Problem details: Repeat the following lines exactly and nothing else: the line containing "Note: mark the white placard" and each line after it through the end of the listing.

(Items from a dataset)
++++++
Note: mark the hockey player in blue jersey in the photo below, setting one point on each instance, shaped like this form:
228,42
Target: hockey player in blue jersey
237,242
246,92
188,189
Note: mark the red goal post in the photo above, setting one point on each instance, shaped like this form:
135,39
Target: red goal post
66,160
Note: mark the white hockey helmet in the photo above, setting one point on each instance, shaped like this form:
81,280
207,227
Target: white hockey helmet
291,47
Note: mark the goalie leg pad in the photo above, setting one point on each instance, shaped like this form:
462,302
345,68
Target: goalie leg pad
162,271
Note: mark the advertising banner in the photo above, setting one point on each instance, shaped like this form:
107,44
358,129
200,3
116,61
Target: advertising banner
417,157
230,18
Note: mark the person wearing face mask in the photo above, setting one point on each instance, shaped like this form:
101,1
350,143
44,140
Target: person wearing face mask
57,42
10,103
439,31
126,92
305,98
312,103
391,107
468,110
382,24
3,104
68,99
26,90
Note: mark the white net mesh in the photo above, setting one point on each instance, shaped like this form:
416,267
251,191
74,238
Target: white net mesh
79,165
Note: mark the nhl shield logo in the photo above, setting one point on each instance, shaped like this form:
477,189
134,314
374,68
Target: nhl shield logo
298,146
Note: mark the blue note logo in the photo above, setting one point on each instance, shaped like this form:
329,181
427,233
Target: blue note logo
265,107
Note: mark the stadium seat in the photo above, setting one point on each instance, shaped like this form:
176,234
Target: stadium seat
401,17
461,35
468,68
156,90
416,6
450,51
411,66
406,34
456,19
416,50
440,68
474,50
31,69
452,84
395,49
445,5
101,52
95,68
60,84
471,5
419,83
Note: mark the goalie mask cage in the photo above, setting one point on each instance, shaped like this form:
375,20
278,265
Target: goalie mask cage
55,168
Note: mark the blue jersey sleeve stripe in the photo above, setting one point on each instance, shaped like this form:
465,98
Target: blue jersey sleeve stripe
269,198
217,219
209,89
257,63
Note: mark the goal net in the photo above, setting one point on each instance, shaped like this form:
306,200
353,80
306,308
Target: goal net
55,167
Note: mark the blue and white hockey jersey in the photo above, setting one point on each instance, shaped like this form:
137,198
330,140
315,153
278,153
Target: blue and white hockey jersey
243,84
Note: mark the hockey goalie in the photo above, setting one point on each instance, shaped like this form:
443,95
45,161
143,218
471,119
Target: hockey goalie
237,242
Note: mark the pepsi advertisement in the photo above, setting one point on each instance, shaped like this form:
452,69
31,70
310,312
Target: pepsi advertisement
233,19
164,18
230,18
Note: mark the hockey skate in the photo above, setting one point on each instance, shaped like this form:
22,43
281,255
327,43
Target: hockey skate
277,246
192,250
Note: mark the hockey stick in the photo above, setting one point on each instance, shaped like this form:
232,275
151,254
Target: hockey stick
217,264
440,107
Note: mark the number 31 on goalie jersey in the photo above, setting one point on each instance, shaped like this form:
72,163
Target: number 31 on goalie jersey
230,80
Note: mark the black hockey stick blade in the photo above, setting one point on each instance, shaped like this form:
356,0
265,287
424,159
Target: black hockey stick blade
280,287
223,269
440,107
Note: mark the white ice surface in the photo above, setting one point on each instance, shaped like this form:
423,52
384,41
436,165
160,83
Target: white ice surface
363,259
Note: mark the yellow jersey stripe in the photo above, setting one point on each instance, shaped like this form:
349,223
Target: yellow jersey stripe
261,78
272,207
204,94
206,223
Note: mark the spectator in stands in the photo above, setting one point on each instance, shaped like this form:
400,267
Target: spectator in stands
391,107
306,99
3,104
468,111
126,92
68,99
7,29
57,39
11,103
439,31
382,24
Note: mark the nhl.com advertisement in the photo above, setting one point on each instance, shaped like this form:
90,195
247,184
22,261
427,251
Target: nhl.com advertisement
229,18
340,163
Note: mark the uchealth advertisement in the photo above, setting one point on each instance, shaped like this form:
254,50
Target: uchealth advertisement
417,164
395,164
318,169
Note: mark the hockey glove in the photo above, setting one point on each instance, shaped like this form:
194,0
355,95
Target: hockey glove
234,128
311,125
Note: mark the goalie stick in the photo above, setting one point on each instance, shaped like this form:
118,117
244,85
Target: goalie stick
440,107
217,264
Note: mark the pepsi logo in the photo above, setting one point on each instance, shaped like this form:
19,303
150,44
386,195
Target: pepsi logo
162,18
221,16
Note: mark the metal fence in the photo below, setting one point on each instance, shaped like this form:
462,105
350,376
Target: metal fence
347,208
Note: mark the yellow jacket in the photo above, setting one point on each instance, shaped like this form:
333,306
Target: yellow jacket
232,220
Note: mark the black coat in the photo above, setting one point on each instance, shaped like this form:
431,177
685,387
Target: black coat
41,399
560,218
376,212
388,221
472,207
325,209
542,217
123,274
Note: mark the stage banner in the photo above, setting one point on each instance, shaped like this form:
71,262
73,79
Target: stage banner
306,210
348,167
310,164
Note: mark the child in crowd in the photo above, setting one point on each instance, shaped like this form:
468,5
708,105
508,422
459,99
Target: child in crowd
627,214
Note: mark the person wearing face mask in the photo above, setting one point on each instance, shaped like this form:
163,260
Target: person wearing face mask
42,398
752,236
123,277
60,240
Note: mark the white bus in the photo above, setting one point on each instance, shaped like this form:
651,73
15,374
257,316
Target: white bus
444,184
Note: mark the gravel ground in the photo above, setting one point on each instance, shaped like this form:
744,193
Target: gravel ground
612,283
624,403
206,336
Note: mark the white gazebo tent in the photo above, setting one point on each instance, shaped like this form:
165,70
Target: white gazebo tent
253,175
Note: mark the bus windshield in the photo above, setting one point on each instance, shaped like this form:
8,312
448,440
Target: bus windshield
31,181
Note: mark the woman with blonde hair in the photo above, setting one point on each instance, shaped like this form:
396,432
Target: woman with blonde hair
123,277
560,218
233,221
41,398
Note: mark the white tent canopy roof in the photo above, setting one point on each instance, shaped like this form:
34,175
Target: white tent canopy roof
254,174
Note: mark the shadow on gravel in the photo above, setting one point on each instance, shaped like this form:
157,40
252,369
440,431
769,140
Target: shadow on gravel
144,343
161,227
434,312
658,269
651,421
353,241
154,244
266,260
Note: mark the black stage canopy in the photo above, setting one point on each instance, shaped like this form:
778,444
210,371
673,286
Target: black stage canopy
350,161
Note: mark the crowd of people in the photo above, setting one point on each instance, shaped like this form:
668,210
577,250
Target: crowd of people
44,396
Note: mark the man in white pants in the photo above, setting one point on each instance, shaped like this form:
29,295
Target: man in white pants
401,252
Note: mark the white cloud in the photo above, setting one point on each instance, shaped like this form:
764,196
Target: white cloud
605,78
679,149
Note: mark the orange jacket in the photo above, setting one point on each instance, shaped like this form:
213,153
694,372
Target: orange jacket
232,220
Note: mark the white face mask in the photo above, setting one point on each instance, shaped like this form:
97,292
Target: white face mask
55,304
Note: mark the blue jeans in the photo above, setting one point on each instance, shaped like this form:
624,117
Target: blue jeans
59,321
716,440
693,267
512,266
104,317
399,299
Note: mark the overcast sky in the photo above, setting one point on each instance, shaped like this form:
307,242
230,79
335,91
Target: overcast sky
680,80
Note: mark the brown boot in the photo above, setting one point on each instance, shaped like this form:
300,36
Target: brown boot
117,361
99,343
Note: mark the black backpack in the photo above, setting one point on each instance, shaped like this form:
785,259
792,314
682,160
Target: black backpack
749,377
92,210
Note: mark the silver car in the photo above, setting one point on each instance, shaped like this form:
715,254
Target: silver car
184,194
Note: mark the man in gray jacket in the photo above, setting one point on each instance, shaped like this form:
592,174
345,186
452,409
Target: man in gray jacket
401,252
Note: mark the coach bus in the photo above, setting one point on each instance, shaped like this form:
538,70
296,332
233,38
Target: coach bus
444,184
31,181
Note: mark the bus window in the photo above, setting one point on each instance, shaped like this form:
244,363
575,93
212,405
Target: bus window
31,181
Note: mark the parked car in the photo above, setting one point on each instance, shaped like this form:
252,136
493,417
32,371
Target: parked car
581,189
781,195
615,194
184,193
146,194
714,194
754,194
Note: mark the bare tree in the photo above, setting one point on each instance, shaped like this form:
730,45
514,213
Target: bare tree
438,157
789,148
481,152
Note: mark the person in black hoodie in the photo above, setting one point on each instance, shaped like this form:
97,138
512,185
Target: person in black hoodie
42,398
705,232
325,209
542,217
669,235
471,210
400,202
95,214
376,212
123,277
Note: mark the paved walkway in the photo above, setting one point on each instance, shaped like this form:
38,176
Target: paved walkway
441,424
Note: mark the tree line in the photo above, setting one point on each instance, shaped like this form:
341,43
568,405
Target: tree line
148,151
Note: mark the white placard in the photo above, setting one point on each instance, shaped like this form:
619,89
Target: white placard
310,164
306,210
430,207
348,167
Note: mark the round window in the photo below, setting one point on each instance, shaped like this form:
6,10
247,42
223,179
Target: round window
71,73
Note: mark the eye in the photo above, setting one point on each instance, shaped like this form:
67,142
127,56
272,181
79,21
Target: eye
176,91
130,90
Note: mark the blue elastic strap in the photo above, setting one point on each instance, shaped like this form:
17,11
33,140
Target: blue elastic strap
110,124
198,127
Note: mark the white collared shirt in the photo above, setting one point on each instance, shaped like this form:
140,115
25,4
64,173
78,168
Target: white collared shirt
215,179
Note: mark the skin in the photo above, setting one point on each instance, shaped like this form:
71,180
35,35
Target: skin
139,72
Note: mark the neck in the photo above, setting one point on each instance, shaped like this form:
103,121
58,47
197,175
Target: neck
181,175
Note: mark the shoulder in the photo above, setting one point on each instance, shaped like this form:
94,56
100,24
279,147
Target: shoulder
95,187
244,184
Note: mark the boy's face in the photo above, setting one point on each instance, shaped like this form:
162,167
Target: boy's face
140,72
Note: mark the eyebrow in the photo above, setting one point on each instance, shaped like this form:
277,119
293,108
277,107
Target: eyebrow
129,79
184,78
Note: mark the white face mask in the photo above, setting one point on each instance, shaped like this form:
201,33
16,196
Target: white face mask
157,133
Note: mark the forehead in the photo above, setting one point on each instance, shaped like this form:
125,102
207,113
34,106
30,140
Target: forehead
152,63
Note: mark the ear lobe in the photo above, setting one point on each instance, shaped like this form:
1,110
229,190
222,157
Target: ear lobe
++++++
Final result:
Note: mark the white placard in the photo above, setting one point on each instance, shaped like this form:
619,89
Target: white placard
310,164
306,210
430,207
348,167
Note: mark the round window in the photo below, setting one point on each instance, shaped like this form:
6,10
247,42
223,179
Target: round window
71,73
Note: mark the eye in the photo above, setting one point on each instance, shaped like this form:
67,142
127,56
272,181
79,21
Target: eye
176,91
130,90
Note: mark the blue elastic strap in the photo above, setting one point on each instance, shaped like this form:
17,11
33,140
Target: blue elastic strap
110,124
198,127
Note: mark the white collared shirt in the photo above, setting one point on each instance, shaped like this form:
140,115
25,4
64,173
78,168
Target: white collared shirt
215,179
Note: mark the skin in the photo above, setting one point on each instance, shaped like this form:
71,180
35,35
Target: skin
139,72
Note: mark the neck in the photo above, setting one point on each instance, shaped like this form:
103,121
58,47
197,175
Target: neck
181,175
Note: mark the shoulder in the photo above, setting one point on each instance, shaped like this form:
94,56
100,24
279,147
Target: shoulder
95,187
244,184
Note: mark the boy's face in the photo above, setting one point on each instance, shaped like this form:
162,167
Target: boy's face
140,72
Note: mark the eyebrow in the photo above, setting one point on each instance, shaped like this form:
277,119
293,108
277,107
Target: eyebrow
129,79
184,78
Note: mark the white face mask in the photo above, setting one point on each instance, shaped like this form:
201,33
16,196
Target: white face mask
157,133
Note: mark the forehead in the photo above, setting one point on each instance, shaped like this form:
125,102
207,113
34,106
30,140
Target: forehead
152,63
Note: mark the ear lobe in the photo above, setting one point on each instance, shaped like this form:
1,110
229,190
222,157
Target: ear lobe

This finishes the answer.